What to do —
• A. Decide whether each statement agrees with the passage on Obamacare waivers, answering yes or no and quoting the deciding words: (i) The president exempted more than 1,200 companies from participation for 2014. (ii) The Act gives the president the power to grant waivers. (iii) Impeachment is expected to happen.
• B. According to the passage on Obamacare waivers, who has standing to challenge the president's action in court?
• C. Please rewrite the paragraph beginning "Can he do that?" in the passage on Obamacare waivers as a short list, keeping its main facts.

Passage shown —
• • • • •

These coverages have proved onerous for over 1,200 companies and President Obama, by a stroke of his pen, has exempted these companies from participation for the year 2014.

Can he do that? Legally -- no. The Act does not give the president the power to say who must participate and who can be granted a waiver. Then how did he do it? He just did and the only way one can legally challenge his action through the courts is to have “standing.” And by definition, the only people who have standing are those directly and adversely affected by the President’s action. So, Obama gets to extend his power at the expense of Congress (which by rights should modify the law to grant the power that he has exercised).

Last November, Obama stated that individuals could continue to purchase insurance that was in violation of Obamacare. Can he legally do that? Can Obama by fiat change laws? No, but he did.

There is one other way in which the president can be called to task for this usurpation of power—impeachment. And impeachment is not going to happen.

• • • • •

Dataset extract —
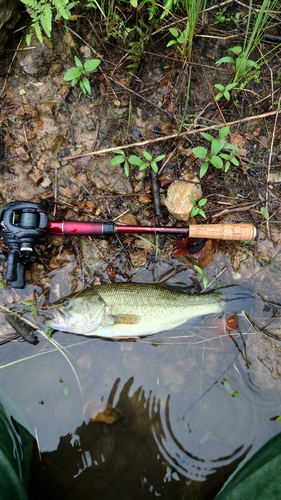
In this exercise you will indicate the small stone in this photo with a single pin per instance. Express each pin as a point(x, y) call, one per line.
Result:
point(46, 182)
point(144, 199)
point(177, 200)
point(22, 154)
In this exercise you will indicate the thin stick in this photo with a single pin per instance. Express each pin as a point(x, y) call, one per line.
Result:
point(268, 169)
point(173, 136)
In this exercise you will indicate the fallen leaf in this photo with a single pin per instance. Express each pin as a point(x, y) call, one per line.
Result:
point(97, 411)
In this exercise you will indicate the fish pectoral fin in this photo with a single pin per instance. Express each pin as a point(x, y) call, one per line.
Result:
point(125, 319)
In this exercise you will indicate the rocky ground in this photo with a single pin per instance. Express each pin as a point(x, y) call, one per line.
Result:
point(57, 145)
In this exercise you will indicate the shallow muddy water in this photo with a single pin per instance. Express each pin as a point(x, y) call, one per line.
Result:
point(189, 407)
point(174, 414)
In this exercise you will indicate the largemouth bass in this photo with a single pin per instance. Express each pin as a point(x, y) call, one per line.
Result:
point(127, 310)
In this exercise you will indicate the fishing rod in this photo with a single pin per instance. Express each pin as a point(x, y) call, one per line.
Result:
point(24, 224)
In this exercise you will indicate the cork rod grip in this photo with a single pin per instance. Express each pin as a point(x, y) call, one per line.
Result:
point(223, 231)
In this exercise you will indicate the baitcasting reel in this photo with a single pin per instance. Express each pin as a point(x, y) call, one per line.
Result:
point(22, 226)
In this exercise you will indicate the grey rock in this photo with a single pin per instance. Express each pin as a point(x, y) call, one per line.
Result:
point(38, 60)
point(264, 358)
point(108, 178)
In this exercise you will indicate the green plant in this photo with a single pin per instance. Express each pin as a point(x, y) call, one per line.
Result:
point(197, 207)
point(216, 155)
point(78, 74)
point(149, 161)
point(184, 39)
point(180, 38)
point(33, 305)
point(222, 17)
point(202, 275)
point(224, 90)
point(243, 64)
point(121, 158)
point(226, 384)
point(41, 13)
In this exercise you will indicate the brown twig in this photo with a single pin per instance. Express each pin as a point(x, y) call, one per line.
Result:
point(174, 136)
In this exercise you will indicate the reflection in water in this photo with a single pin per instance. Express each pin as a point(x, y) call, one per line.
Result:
point(138, 456)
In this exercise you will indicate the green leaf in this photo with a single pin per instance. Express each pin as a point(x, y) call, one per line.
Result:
point(144, 166)
point(227, 166)
point(202, 202)
point(223, 132)
point(181, 38)
point(38, 31)
point(231, 86)
point(78, 63)
point(117, 160)
point(219, 86)
point(226, 59)
point(71, 74)
point(200, 152)
point(218, 96)
point(205, 280)
point(34, 311)
point(174, 32)
point(194, 211)
point(203, 169)
point(126, 168)
point(91, 64)
point(209, 137)
point(147, 155)
point(159, 158)
point(236, 50)
point(135, 160)
point(216, 161)
point(199, 270)
point(202, 213)
point(48, 331)
point(252, 64)
point(216, 147)
point(28, 39)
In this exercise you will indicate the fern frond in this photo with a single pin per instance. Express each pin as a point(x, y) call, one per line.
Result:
point(38, 32)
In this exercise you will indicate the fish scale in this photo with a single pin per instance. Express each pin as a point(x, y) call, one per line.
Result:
point(128, 310)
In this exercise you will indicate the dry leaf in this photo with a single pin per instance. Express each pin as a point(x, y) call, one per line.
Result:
point(97, 411)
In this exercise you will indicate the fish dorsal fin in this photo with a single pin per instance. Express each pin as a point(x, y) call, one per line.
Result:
point(126, 319)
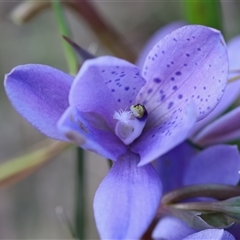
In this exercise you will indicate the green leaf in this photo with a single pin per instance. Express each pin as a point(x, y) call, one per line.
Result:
point(203, 12)
point(15, 169)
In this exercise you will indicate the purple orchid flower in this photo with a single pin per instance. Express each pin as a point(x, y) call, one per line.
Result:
point(219, 164)
point(212, 129)
point(113, 110)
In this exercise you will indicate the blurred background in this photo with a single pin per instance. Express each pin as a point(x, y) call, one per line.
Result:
point(27, 208)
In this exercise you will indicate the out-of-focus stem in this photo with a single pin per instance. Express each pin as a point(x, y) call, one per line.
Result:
point(80, 220)
point(106, 34)
point(64, 30)
point(27, 10)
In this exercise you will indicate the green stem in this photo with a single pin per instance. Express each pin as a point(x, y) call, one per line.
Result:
point(79, 218)
point(206, 13)
point(106, 34)
point(65, 31)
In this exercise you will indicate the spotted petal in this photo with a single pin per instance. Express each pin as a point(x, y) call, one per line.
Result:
point(40, 94)
point(218, 164)
point(161, 33)
point(91, 132)
point(172, 131)
point(211, 234)
point(171, 166)
point(191, 63)
point(105, 85)
point(127, 199)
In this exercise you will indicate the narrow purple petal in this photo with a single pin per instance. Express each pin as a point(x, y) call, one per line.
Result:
point(40, 94)
point(91, 132)
point(171, 166)
point(172, 131)
point(235, 231)
point(230, 95)
point(161, 33)
point(127, 199)
point(234, 57)
point(211, 234)
point(105, 85)
point(171, 228)
point(224, 129)
point(190, 64)
point(218, 164)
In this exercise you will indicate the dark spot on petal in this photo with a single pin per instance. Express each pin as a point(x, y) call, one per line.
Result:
point(149, 90)
point(170, 105)
point(157, 80)
point(178, 73)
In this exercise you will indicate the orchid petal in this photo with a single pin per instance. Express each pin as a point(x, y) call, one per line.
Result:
point(170, 133)
point(127, 199)
point(224, 129)
point(171, 228)
point(105, 85)
point(40, 94)
point(218, 164)
point(161, 33)
point(211, 234)
point(230, 95)
point(91, 132)
point(191, 63)
point(234, 58)
point(171, 166)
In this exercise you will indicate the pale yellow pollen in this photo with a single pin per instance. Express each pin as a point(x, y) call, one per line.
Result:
point(138, 110)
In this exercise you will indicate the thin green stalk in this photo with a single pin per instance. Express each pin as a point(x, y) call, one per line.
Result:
point(206, 13)
point(79, 218)
point(65, 31)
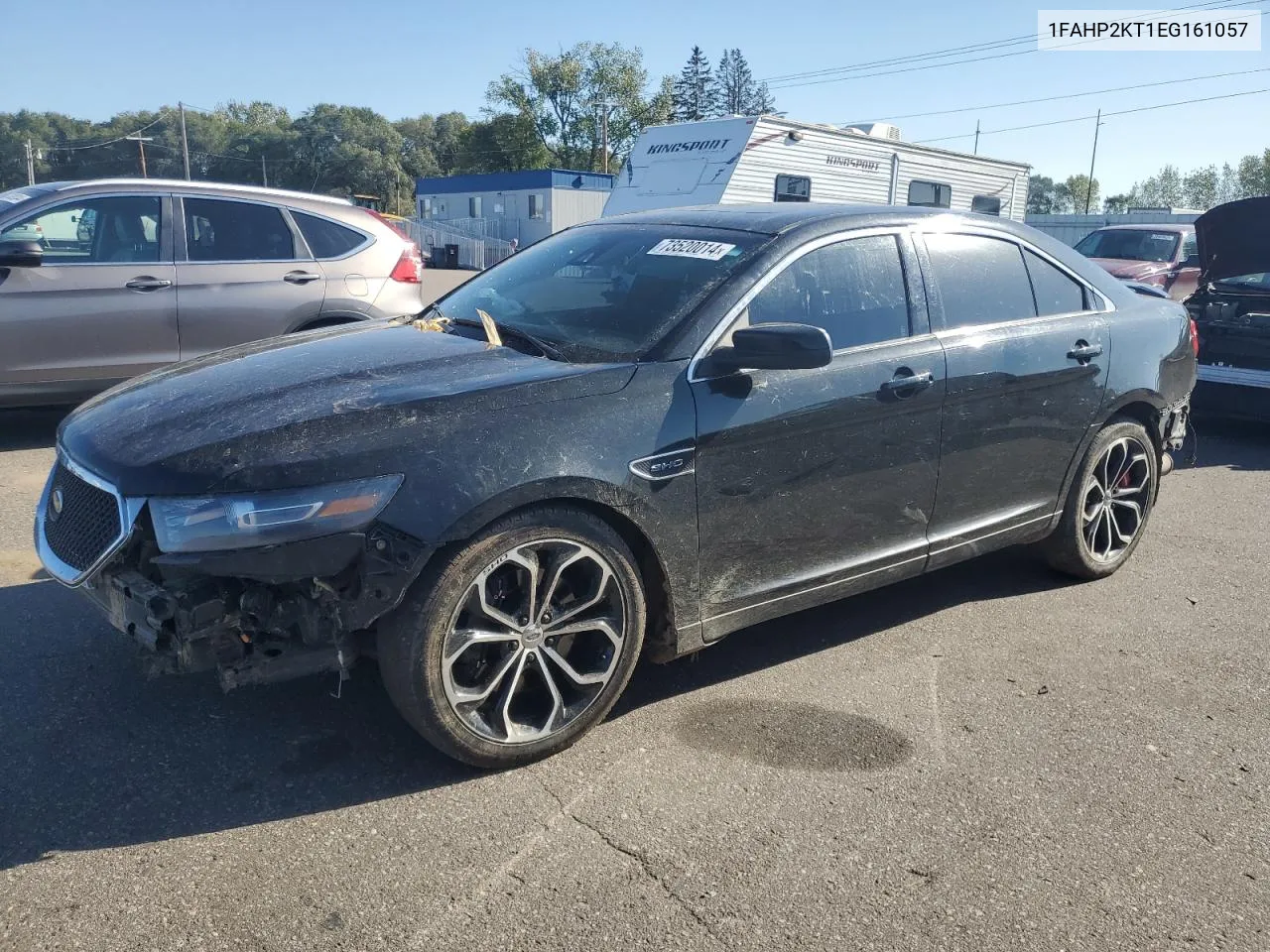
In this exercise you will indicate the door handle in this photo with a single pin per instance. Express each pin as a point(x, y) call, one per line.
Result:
point(907, 380)
point(1084, 350)
point(146, 284)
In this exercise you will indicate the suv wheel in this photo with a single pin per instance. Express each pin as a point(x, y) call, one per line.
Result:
point(517, 643)
point(1107, 506)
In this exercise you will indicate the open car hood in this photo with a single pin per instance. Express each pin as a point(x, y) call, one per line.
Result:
point(1234, 239)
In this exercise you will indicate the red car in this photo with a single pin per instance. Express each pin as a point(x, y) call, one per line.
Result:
point(1162, 255)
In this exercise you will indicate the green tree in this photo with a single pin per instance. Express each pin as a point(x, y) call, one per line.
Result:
point(1082, 193)
point(738, 93)
point(697, 95)
point(562, 98)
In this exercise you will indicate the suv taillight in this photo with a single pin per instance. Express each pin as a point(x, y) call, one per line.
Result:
point(409, 267)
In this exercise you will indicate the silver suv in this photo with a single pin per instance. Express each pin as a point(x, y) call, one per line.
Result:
point(102, 281)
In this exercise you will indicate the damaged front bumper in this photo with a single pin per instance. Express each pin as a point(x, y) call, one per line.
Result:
point(257, 616)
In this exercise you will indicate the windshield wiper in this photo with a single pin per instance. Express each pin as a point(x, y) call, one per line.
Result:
point(509, 331)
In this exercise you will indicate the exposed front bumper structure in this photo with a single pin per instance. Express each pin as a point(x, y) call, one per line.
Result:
point(255, 616)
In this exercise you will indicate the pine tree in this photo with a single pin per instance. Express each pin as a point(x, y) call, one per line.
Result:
point(738, 93)
point(697, 95)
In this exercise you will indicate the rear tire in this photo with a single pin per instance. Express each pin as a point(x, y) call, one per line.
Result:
point(1107, 506)
point(515, 644)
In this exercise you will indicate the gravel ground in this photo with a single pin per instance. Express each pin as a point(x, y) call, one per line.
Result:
point(987, 758)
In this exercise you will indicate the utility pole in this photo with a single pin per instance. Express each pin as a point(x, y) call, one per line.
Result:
point(1088, 190)
point(185, 140)
point(141, 146)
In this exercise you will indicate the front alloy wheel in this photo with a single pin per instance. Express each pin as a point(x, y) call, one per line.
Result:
point(534, 643)
point(512, 645)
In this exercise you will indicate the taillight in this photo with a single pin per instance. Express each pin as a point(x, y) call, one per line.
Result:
point(409, 267)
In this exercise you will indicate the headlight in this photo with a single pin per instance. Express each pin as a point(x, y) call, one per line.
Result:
point(216, 524)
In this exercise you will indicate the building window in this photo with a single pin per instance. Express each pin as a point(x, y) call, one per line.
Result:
point(930, 194)
point(793, 188)
point(984, 204)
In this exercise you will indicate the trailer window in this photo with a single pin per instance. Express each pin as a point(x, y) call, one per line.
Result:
point(930, 194)
point(984, 204)
point(793, 188)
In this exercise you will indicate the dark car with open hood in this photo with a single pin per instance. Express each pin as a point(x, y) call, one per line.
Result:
point(627, 440)
point(1230, 309)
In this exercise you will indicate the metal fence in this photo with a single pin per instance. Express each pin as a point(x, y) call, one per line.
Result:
point(451, 246)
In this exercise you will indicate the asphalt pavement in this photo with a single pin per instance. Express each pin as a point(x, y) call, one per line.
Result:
point(985, 758)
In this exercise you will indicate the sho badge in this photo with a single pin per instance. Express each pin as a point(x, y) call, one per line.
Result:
point(663, 466)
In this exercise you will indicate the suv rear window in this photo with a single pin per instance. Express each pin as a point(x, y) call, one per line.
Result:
point(325, 238)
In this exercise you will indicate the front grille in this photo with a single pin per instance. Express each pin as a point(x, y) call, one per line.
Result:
point(86, 522)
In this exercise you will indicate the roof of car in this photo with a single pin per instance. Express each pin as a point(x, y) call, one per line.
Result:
point(194, 185)
point(1141, 226)
point(775, 218)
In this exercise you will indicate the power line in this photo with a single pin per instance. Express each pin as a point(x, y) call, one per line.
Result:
point(108, 143)
point(1082, 118)
point(1071, 95)
point(824, 76)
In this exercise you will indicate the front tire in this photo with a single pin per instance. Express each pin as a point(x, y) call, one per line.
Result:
point(1109, 503)
point(516, 644)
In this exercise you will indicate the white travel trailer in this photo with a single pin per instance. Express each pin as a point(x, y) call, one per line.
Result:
point(770, 159)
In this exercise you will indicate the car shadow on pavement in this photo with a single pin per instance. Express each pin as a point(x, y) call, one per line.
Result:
point(30, 429)
point(1006, 574)
point(95, 756)
point(1234, 444)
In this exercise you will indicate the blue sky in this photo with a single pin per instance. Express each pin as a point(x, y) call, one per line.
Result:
point(404, 59)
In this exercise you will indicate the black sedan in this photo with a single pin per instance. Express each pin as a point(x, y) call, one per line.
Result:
point(631, 438)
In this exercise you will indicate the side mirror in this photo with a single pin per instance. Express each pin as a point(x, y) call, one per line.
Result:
point(775, 347)
point(21, 254)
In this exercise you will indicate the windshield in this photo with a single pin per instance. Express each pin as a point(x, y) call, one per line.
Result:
point(1257, 282)
point(1130, 244)
point(604, 291)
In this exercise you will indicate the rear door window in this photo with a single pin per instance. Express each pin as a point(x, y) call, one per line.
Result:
point(1056, 293)
point(218, 230)
point(853, 290)
point(980, 280)
point(325, 238)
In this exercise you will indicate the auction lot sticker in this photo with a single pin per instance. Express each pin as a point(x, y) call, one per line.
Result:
point(688, 248)
point(1167, 31)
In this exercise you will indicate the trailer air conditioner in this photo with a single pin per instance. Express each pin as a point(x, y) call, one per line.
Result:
point(772, 159)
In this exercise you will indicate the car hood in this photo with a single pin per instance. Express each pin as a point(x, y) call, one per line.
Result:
point(1234, 239)
point(1130, 270)
point(293, 412)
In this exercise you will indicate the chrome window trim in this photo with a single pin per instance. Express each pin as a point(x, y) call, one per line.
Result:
point(801, 252)
point(128, 509)
point(971, 229)
point(298, 240)
point(62, 199)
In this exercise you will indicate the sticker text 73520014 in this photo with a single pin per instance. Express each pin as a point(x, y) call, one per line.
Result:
point(691, 248)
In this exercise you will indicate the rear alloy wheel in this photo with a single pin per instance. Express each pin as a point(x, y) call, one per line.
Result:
point(1109, 504)
point(521, 642)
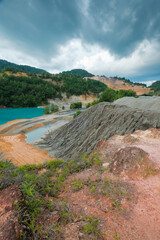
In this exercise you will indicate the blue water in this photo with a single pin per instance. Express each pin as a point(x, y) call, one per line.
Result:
point(9, 114)
point(39, 132)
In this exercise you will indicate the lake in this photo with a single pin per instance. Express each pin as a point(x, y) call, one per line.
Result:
point(9, 114)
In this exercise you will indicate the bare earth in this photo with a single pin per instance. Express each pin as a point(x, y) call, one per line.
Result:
point(139, 216)
point(16, 149)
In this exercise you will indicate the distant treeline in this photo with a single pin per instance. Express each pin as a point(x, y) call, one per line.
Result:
point(110, 95)
point(130, 82)
point(35, 90)
point(79, 72)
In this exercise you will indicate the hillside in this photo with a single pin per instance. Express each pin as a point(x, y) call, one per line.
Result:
point(32, 90)
point(80, 72)
point(8, 66)
point(111, 193)
point(101, 121)
point(117, 84)
point(156, 87)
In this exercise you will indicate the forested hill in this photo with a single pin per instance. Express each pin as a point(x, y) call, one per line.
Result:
point(8, 66)
point(156, 87)
point(80, 72)
point(35, 89)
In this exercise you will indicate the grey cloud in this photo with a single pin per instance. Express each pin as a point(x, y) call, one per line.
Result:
point(40, 27)
point(117, 25)
point(129, 22)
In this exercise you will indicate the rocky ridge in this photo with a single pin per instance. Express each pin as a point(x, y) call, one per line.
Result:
point(101, 121)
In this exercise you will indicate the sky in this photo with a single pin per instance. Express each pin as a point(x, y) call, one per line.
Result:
point(105, 37)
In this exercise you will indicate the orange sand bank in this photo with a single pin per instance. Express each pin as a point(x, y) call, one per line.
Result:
point(19, 152)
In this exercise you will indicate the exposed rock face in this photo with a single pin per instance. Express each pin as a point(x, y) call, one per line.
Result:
point(144, 103)
point(101, 121)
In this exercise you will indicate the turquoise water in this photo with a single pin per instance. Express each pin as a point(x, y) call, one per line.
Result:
point(9, 114)
point(39, 132)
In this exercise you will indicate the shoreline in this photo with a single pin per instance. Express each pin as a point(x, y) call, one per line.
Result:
point(17, 150)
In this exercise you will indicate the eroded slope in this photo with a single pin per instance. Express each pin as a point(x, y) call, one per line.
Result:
point(99, 122)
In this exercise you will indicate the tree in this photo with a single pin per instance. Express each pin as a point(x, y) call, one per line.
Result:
point(109, 95)
point(46, 110)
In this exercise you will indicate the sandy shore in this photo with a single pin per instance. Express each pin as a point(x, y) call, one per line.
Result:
point(16, 149)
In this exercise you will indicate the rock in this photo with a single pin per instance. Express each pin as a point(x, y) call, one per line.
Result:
point(101, 121)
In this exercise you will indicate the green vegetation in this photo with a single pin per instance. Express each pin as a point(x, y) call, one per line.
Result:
point(110, 95)
point(80, 72)
point(12, 67)
point(114, 189)
point(39, 185)
point(35, 90)
point(76, 105)
point(76, 85)
point(77, 185)
point(53, 108)
point(25, 91)
point(130, 82)
point(76, 114)
point(91, 227)
point(156, 87)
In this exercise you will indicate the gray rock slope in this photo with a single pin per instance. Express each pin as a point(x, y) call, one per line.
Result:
point(101, 121)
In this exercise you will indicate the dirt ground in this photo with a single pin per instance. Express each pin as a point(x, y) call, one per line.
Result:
point(16, 149)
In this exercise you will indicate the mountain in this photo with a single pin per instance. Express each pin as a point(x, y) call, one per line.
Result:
point(156, 87)
point(101, 121)
point(8, 66)
point(122, 83)
point(80, 72)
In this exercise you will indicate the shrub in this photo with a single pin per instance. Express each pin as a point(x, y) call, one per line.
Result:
point(76, 114)
point(46, 110)
point(76, 105)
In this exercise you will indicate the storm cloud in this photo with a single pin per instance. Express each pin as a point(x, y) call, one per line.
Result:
point(107, 36)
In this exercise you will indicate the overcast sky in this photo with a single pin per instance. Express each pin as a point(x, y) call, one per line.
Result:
point(105, 37)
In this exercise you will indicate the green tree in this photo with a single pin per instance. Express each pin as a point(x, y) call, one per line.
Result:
point(109, 95)
point(46, 110)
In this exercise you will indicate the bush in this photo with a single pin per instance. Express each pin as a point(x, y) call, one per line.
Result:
point(76, 105)
point(46, 110)
point(76, 114)
point(109, 95)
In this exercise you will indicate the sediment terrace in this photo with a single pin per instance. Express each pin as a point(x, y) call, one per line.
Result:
point(101, 121)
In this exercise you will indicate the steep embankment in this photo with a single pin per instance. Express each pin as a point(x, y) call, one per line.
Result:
point(146, 103)
point(101, 121)
point(117, 84)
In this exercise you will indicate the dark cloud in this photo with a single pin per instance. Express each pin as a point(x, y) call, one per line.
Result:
point(121, 25)
point(40, 27)
point(117, 25)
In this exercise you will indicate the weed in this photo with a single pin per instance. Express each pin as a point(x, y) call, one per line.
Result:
point(116, 236)
point(77, 185)
point(91, 227)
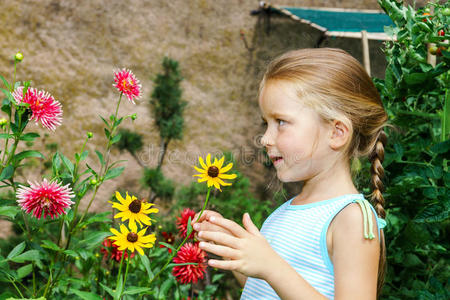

• • • • •

Answers for the tasks —
• A.
(i) Yes: "These coverages have proved onerous for over 1,200 companies and President Obama, by a stroke of his pen, has exempted these companies from participation for the year 2014."
(ii) No: "The Act does not give the president the power to say who must participate and who can be granted a waiver."
(iii) No: "And impeachment is not going to happen."

• B. Only those directly and adversely affected by the President's action.

• C.
- Legally, the president cannot grant these exemptions, because the Act does not give him the power to decide who must participate or who gets a waiver.
- He did it anyway.
- A court challenge requires "standing," and only people directly and adversely affected by his action have it.
- As a result, Obama extends his power at the expense of Congress, which by rights should change the law to grant that power.